« Vivre », dans le sillage de la Compagnie Car’Avan

— par Janine Bailly —

Vu ce mardi 21 janvier, la deuxième création offerte sous le chapiteau, dans ce Festival 2020 des Petites Formes : le « Vivre » sous la direction artistique de Thierry Sirou, chorégraphe et metteur en scène, une production de la Compagnie Car’Avan. De celle-ci, nous avions déjà découvert, sur la scène du Théâtre Aimé Césaire en 2018, « Amniosphère », un spectacle singulier et qui « de la conception à la délivrance, restitue[ait] la prodigieuse amplitude des échanges émotionnels et physiques qui relient la mère, confrontée aux aléas de la vie, et le bébé à naître ».

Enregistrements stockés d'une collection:
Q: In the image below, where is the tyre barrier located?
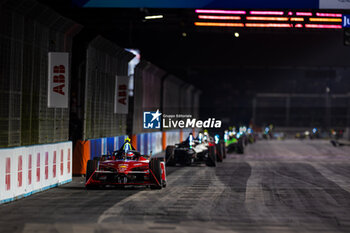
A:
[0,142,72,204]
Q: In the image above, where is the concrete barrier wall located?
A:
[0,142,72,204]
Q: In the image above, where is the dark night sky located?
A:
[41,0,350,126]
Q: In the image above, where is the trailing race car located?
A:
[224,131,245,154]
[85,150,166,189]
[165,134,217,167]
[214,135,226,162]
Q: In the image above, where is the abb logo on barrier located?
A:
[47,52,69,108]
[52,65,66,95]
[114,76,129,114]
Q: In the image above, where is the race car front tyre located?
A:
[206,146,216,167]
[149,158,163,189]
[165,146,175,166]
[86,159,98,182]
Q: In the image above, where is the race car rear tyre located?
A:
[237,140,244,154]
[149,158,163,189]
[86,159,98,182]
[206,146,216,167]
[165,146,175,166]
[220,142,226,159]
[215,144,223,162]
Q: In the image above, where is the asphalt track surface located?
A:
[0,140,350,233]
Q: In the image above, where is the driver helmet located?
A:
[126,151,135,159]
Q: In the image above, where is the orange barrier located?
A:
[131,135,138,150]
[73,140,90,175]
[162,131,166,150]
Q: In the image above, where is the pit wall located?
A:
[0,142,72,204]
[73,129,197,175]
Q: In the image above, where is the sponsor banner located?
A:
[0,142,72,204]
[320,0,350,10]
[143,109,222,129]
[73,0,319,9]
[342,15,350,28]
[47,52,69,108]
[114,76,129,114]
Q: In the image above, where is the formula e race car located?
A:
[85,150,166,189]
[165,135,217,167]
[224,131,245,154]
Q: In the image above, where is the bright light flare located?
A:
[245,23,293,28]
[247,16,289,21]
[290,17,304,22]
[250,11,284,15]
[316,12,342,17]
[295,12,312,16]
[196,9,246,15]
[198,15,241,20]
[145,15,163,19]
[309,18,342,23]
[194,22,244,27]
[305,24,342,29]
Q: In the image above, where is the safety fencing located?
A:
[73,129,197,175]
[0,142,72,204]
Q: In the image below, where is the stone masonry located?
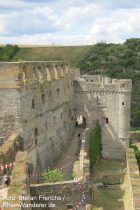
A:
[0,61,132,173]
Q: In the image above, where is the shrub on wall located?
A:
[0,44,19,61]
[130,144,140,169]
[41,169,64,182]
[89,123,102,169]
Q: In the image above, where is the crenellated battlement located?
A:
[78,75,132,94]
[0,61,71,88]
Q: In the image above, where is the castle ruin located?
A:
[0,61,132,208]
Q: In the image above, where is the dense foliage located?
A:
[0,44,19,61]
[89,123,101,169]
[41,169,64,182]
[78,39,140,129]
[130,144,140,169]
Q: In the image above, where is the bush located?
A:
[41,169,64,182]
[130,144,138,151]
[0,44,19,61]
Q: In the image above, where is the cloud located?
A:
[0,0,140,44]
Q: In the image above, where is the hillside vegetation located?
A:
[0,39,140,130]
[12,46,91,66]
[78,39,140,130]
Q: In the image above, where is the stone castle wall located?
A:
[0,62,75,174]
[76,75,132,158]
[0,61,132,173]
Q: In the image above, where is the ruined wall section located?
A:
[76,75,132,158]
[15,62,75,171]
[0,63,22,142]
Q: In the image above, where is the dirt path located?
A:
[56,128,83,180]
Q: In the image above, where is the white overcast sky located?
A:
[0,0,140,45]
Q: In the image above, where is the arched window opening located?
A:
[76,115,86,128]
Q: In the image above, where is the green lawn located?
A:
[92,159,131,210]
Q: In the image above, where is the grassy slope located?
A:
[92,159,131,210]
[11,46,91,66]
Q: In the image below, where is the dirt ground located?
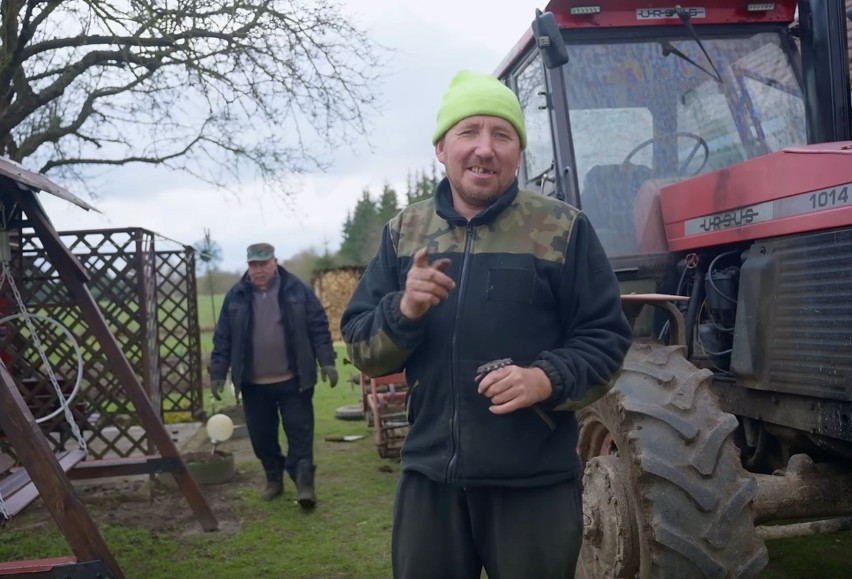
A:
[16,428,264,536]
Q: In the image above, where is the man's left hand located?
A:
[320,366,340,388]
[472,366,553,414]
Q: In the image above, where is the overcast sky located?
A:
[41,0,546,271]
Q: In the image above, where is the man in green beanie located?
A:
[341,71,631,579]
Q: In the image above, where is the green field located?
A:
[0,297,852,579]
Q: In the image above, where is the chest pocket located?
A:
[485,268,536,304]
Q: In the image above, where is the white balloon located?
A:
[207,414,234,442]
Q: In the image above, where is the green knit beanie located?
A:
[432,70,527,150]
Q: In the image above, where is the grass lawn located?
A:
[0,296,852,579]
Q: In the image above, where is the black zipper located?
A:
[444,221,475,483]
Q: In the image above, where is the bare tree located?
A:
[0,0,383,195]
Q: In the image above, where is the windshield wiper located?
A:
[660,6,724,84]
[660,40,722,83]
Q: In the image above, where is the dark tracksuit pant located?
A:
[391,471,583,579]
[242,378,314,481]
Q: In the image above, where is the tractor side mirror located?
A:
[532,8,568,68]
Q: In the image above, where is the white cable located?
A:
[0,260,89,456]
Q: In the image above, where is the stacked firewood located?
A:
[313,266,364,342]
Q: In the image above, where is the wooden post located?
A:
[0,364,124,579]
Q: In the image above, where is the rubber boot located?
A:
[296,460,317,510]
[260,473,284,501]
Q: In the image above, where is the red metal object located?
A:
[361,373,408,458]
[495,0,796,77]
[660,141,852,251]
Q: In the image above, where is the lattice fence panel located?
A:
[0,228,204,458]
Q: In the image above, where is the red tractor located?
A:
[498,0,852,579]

> Consignes et exigences:
D'après l'extrait sur le spectacle « Vivre », quelle création de la Compagnie Car'Avan avait été présentée au Théâtre Aimé Césaire en 2018 ?

> Résultat final:
« Amniosphère ».